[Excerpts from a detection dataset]
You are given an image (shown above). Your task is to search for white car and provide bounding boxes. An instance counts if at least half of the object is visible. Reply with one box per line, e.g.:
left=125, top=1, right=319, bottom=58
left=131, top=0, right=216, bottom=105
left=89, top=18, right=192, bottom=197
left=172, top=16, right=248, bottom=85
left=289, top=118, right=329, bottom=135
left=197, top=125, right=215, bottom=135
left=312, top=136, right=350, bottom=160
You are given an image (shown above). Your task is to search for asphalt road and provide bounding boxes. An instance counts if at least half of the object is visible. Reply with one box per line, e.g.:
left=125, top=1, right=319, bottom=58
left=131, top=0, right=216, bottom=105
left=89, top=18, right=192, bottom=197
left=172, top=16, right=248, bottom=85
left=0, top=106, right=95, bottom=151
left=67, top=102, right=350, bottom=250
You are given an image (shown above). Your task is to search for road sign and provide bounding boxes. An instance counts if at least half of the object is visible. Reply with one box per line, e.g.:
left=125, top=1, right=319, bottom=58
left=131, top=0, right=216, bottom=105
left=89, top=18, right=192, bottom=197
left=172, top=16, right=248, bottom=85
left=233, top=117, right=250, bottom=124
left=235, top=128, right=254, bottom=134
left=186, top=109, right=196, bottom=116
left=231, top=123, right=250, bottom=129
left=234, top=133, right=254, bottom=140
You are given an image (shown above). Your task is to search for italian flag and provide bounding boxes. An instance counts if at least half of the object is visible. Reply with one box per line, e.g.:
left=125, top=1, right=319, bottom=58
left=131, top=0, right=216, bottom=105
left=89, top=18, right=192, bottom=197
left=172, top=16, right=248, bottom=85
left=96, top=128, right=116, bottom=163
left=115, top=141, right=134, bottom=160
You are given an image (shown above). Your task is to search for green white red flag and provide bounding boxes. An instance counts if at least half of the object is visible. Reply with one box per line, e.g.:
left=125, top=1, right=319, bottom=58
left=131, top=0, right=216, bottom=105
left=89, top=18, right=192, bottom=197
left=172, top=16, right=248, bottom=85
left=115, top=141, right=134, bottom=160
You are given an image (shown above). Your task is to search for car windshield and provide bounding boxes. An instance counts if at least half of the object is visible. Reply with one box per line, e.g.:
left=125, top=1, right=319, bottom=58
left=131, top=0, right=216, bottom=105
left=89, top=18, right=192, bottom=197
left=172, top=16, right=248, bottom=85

INSTRUCTIONS FOR THE TASK
Rescale the rows from the start through the line containing "left=289, top=118, right=329, bottom=135", both ends included, by copying every line and multiplying each bounding-box coordinate in the answers by 1.65, rounded to whole numbers with halves rounded up. Keep the request lines and their sample boxes unchanged.

RESULT OF THIS TASK
You are given an image (shown above). Your task is to search for white car and provide bounding boxes. An instance counts if at least half of the object is visible. Reply with one box per line, e.g.:
left=125, top=1, right=319, bottom=58
left=131, top=0, right=216, bottom=105
left=89, top=18, right=192, bottom=197
left=172, top=16, right=248, bottom=85
left=477, top=195, right=543, bottom=223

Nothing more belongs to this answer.